[Data listing]
------
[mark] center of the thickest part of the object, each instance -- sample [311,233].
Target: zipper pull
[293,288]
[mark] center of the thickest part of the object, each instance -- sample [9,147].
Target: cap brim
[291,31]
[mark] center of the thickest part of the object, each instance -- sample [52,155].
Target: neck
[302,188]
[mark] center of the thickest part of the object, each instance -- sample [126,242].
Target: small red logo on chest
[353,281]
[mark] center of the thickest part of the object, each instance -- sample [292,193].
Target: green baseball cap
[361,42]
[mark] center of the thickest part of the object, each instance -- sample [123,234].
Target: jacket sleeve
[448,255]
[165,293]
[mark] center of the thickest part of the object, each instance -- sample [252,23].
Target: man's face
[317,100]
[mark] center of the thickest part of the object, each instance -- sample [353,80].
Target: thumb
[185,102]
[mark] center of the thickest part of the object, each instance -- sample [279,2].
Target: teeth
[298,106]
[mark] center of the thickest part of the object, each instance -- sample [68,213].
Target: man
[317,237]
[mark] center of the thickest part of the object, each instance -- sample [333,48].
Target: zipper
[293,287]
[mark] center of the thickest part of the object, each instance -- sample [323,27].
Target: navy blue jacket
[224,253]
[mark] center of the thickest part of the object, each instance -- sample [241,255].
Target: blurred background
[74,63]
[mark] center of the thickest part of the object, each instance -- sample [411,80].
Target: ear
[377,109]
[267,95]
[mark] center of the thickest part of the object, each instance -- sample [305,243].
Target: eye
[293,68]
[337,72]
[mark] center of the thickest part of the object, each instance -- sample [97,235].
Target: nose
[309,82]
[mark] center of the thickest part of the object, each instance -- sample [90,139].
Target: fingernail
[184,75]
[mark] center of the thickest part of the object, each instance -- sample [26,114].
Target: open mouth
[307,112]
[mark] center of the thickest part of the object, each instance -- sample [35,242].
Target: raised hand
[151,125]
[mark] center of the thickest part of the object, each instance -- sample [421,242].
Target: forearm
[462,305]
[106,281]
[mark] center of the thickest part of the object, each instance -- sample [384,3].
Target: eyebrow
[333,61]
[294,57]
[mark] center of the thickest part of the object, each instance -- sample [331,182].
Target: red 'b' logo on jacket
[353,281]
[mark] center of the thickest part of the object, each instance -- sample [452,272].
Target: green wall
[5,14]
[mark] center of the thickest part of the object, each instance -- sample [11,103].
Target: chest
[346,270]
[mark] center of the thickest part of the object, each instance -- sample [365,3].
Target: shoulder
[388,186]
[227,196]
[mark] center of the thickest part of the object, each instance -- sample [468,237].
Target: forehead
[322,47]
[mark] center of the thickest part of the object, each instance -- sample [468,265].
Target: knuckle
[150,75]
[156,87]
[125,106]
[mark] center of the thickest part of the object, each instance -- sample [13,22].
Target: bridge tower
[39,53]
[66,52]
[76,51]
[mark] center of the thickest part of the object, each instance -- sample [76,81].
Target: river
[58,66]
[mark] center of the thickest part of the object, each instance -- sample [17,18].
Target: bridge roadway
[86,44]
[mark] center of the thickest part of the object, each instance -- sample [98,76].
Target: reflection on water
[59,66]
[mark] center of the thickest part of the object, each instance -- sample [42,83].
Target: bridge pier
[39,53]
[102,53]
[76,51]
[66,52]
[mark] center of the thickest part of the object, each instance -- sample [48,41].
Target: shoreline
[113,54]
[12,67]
------
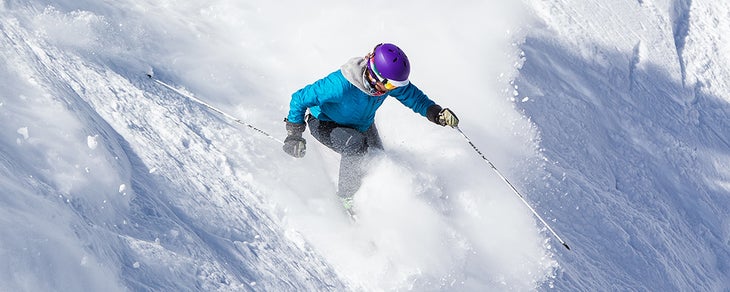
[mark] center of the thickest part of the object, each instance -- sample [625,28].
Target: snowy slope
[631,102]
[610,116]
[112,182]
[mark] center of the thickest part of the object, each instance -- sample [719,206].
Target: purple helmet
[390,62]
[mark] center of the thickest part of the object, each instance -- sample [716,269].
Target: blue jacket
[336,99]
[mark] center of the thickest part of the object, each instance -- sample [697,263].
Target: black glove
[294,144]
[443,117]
------
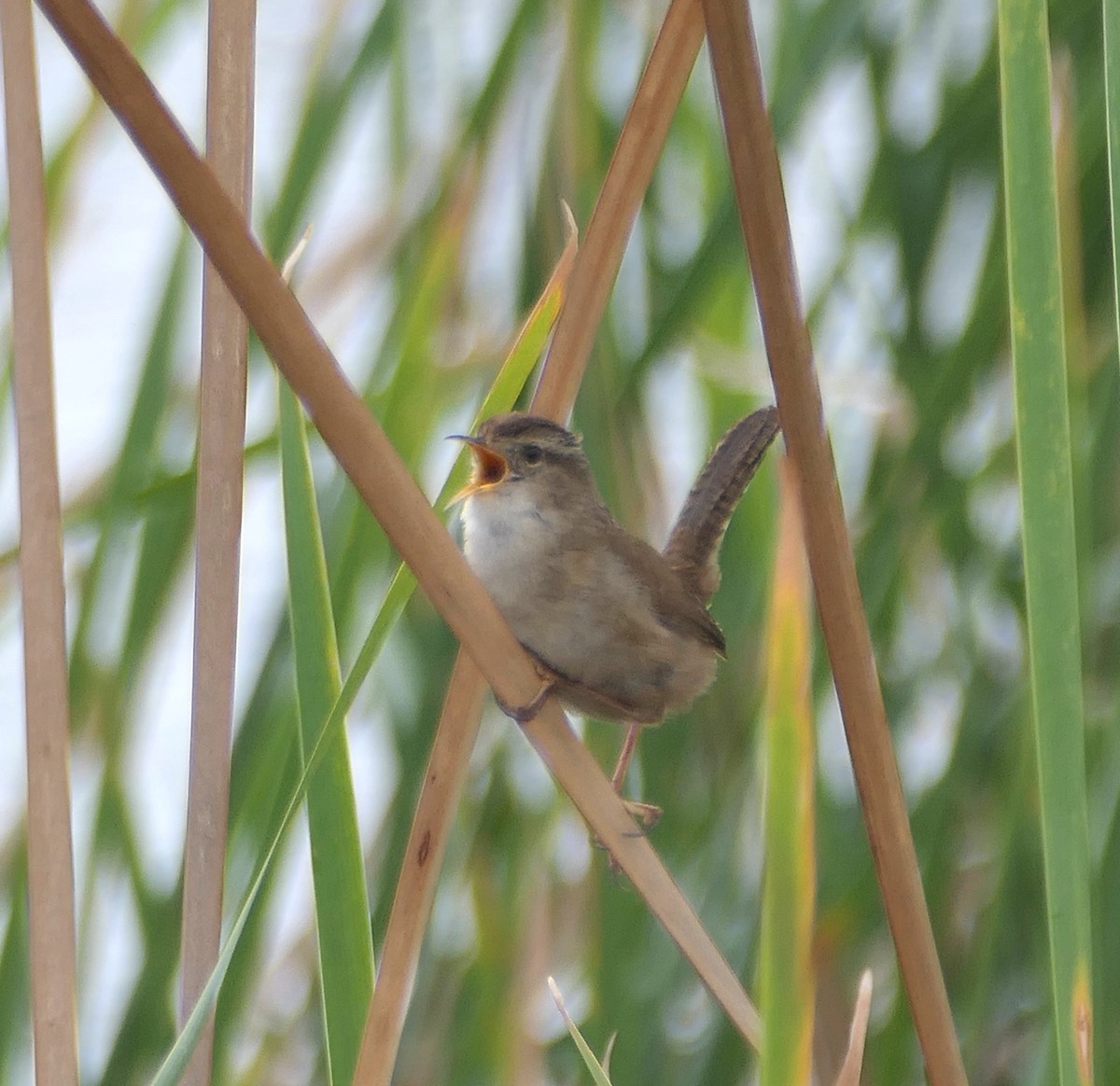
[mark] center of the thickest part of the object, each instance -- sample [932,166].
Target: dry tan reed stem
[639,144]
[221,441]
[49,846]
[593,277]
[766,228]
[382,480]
------
What you need to do - Please identify every line of the material above that contains the word "logo". Treat uppercase and lowercase as different.

Written response -
Target: small red logo on chest
Target: red 'b' logo on jacket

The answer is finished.